| Short problem |
Lay out every line of the items below as a numbered list with no blank lines, and leave the pictures out.

| Records for this task |

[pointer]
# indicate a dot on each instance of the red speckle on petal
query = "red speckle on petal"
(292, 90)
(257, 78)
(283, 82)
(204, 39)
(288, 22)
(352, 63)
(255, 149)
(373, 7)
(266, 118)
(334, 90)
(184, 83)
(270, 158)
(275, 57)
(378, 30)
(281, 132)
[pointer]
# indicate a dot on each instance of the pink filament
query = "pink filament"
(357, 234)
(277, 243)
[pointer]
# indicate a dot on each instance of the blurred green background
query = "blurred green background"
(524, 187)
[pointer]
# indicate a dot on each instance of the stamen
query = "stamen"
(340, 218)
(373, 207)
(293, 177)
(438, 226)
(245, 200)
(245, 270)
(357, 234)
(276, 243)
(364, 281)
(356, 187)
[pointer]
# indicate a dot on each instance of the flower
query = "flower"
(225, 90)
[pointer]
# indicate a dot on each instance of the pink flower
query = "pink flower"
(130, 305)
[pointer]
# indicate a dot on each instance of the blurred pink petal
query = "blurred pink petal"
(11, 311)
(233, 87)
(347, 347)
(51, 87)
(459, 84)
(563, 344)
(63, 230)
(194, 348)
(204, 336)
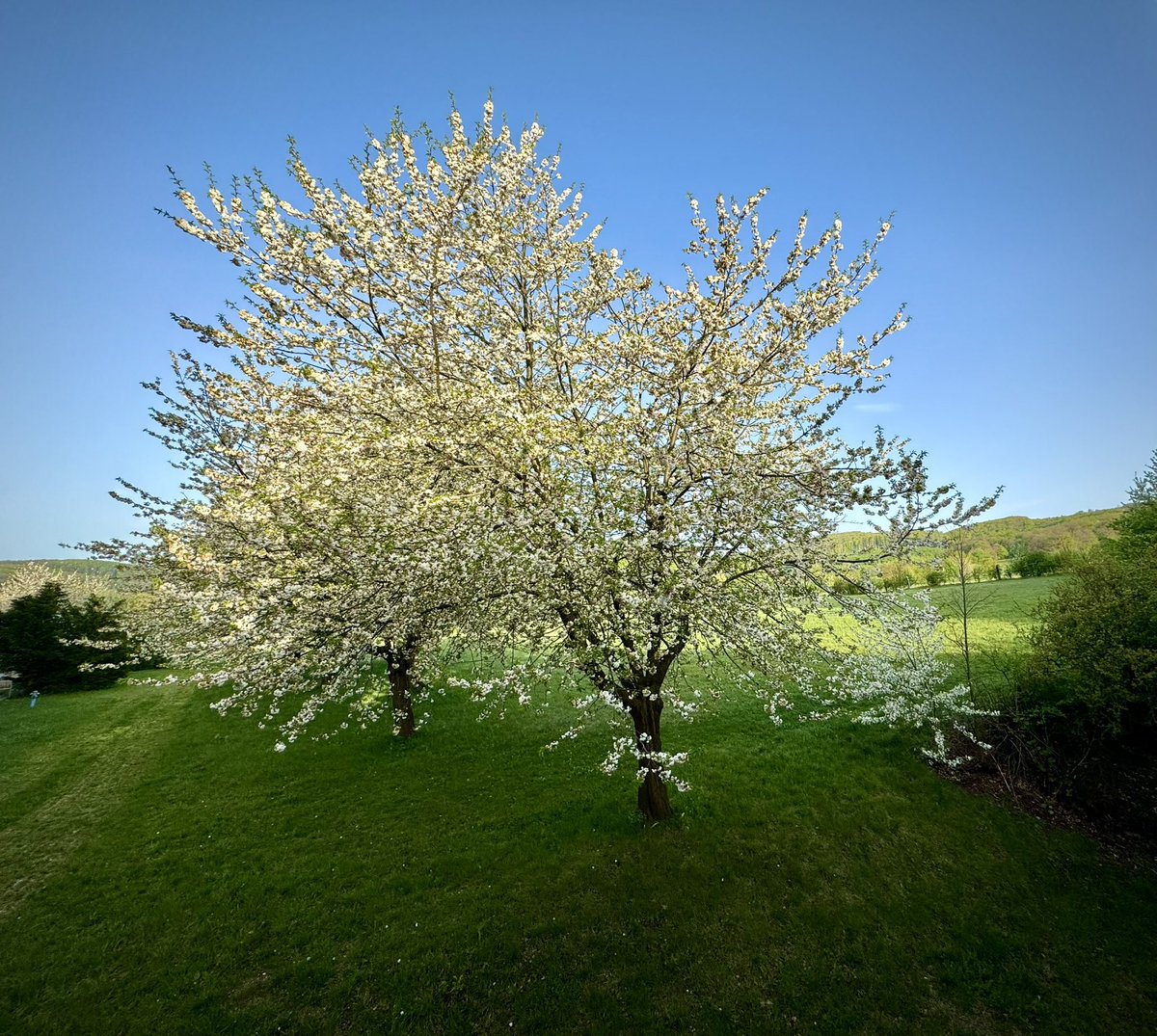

| Task response |
1. [pointer]
2. # indicate a dot on each instance of the red speckle on petal
3. query = "red speckle on petal"
4. (292, 90)
5. (257, 78)
6. (283, 82)
7. (204, 39)
8. (288, 22)
9. (352, 63)
10. (255, 149)
11. (373, 7)
12. (266, 118)
13. (334, 90)
14. (184, 83)
15. (270, 158)
16. (275, 57)
17. (378, 30)
18. (281, 132)
19. [pointer]
20. # indicate a dot on each instance of the pink filament
21. query = "pink filament"
22. (357, 234)
23. (277, 243)
24. [pointer]
25. # indicate a dot on each instance of the blurred green background
26. query = "blurred green background"
27. (524, 187)
28. [pointer]
29. # indicate a dot on each instance of the stamen
30. query = "stamen"
31. (340, 218)
32. (373, 207)
33. (293, 177)
34. (438, 226)
35. (245, 200)
36. (245, 270)
37. (357, 234)
38. (276, 243)
39. (364, 281)
40. (356, 187)
41. [pointer]
42. # indicate a dot on each instance of the flower
43. query = "flower"
44. (225, 90)
45. [pointer]
46. # indicate a dot on each instance of the pink flower
47. query = "pink flower"
48. (130, 305)
49. [pointer]
50. # indicate a dot on each instance of the blurred pink petal
51. query = "blurred pink petal"
52. (11, 311)
53. (233, 87)
54. (347, 347)
55. (51, 87)
56. (459, 84)
57. (563, 344)
58. (63, 230)
59. (194, 348)
60. (204, 336)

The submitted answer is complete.